RECORD EXCERPTS Block Start

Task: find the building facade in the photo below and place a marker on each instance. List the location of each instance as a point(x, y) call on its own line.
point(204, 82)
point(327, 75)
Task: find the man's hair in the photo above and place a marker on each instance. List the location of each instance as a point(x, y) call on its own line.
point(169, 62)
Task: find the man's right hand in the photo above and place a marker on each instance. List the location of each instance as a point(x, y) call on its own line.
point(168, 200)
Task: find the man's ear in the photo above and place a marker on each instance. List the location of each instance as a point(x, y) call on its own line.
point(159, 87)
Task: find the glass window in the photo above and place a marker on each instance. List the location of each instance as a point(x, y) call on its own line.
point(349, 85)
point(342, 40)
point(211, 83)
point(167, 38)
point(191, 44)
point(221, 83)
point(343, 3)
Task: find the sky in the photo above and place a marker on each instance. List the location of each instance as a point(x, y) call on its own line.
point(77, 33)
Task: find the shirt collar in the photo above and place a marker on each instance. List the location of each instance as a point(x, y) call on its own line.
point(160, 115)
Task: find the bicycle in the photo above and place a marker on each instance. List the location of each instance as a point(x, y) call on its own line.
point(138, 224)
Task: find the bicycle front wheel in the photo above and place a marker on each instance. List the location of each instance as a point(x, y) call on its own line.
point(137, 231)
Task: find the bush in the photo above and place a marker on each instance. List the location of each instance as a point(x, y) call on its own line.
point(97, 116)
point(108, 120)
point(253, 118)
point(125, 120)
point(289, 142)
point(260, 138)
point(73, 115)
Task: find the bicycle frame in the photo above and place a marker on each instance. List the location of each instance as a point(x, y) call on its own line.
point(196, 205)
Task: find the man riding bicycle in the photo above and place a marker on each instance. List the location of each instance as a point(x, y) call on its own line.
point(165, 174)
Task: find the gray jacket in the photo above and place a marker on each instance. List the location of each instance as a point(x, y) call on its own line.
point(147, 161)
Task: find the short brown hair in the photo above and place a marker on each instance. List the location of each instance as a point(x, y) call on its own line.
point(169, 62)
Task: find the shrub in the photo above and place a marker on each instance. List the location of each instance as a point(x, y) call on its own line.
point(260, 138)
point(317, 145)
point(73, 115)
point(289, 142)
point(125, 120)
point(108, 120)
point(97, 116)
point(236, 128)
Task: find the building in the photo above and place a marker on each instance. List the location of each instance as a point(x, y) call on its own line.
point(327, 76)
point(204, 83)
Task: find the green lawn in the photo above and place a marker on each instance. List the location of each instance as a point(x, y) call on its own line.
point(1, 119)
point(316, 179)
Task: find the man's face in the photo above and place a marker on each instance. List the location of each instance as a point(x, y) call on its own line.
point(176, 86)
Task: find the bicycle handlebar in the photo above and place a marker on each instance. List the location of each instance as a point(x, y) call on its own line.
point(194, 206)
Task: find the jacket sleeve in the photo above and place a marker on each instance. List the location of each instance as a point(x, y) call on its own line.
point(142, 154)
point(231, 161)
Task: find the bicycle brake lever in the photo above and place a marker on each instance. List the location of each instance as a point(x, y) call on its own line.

RECORD EXCERPTS Block End

= WORK ITEM =
Write out exactly those lines running from the line with "Task: find the bush" to the end of the data above, the first and last included.

= ANSWER SPACE =
Task: find the bush in the photo above and place a marker on each instance. List the location of each instance as a point(x, y) call on its own line.
point(97, 116)
point(108, 120)
point(253, 118)
point(125, 120)
point(289, 142)
point(260, 138)
point(73, 115)
Task: find the bicycle frame in the photo above and place a marker on each instance. List the location of each instance as a point(x, y) call on its own line.
point(196, 205)
Task: find the man riding bicycle in the photo above and place a marker on each instance. List the location of each instance as a point(x, y) call on its own line.
point(165, 174)
Task: find the gray jacket in the photo above and place a marker on each instance. List the location of each instance as a point(x, y) call on its own line.
point(147, 161)
Task: find the short brown hair in the photo above and place a marker on each instance. List the location of each instance as a point(x, y) call on its own line.
point(169, 62)
Task: find the shrub in the photo above and place a marker on each instance. List the location of each instance as a point(x, y) call on its own line.
point(260, 138)
point(317, 145)
point(73, 115)
point(289, 142)
point(125, 120)
point(108, 120)
point(97, 116)
point(236, 128)
Task: find the building in the photo above and place a marker on each instance. List the location of each instance as a point(x, y) call on its own line.
point(327, 76)
point(204, 83)
Task: find the green lawn in the photo above and place a marker on each instance. List the location of each instance as a point(x, y) call on its own line.
point(1, 119)
point(316, 179)
Task: find the man's face in the photo above and place a marker on each instance. List the location of each instance as a point(x, y) call on its own line.
point(176, 86)
Task: find the bicycle handlebar in the photo above and place a marker on each instance. List the location of each instance as a point(x, y) call on its own line.
point(194, 206)
Task: find the jacket sleeve in the photo above and place a marker on each instance. List the location of each instance as a point(x, y) call on its own line.
point(142, 154)
point(231, 161)
Task: find the bicycle brake lever in the photo above and place a marker on each instance. List the location of each instance as a point(x, y) call on its own line.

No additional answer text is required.